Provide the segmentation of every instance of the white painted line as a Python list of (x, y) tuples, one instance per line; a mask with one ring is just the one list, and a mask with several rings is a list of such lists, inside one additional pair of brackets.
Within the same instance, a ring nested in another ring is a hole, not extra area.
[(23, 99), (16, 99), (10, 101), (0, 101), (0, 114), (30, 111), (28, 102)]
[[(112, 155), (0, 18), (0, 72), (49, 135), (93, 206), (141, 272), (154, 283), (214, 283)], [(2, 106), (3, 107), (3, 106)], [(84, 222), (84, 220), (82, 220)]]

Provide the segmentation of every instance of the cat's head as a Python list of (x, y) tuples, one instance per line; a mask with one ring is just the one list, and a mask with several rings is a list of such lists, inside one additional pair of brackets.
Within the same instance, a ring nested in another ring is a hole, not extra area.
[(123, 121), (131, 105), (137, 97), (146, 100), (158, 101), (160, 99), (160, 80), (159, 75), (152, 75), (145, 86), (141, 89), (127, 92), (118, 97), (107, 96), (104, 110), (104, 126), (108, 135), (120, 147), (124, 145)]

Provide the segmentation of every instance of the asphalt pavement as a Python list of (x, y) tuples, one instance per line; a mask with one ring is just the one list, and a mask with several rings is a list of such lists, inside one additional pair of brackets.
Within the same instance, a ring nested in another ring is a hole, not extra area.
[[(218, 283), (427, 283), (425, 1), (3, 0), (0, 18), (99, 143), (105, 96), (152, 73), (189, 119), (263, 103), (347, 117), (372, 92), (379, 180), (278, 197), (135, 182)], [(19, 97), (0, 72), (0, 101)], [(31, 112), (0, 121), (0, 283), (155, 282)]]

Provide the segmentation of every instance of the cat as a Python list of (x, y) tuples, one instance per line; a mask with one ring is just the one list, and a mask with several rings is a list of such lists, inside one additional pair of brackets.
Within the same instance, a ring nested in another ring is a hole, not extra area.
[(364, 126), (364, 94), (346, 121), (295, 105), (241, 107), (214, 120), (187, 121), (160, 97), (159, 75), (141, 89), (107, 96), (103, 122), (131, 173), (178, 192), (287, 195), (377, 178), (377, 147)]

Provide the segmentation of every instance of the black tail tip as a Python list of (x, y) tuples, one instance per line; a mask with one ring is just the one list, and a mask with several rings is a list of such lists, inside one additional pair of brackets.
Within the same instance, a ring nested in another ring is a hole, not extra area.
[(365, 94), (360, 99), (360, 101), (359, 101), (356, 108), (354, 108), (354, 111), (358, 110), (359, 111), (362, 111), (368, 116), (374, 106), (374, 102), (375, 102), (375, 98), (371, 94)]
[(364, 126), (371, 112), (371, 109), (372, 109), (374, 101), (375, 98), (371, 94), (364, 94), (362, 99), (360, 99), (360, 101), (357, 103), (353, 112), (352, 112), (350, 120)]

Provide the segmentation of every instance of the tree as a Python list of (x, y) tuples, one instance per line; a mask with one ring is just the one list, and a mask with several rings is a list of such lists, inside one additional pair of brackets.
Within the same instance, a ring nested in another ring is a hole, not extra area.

#### [Stated exercise]
Reproduce every line of the material from its start through the line containing "220), (82, 220)]]", in full and in order. Shift each x and y coordinate in the answers by -68.

#### [Task response]
Provide the segmentation of every instance of the white painted line as a Python list of (x, y) tuples, one instance per line; a mask with one ring is just the one list, and a mask with several rings is a list of such lists, inside one additional pair of brackets.
Within the same instance, a ring nested in another ring is a hole, not extra area.
[(-45, 31), (-52, 31), (-58, 33), (-68, 33), (-68, 46), (-38, 43), (-40, 34)]
[[(44, 87), (-68, -50), (-68, 4), (-19, 67), (25, 138), (73, 204), (86, 215), (146, 215)], [(-66, 38), (-65, 39), (-65, 38)], [(16, 154), (16, 152), (14, 152)]]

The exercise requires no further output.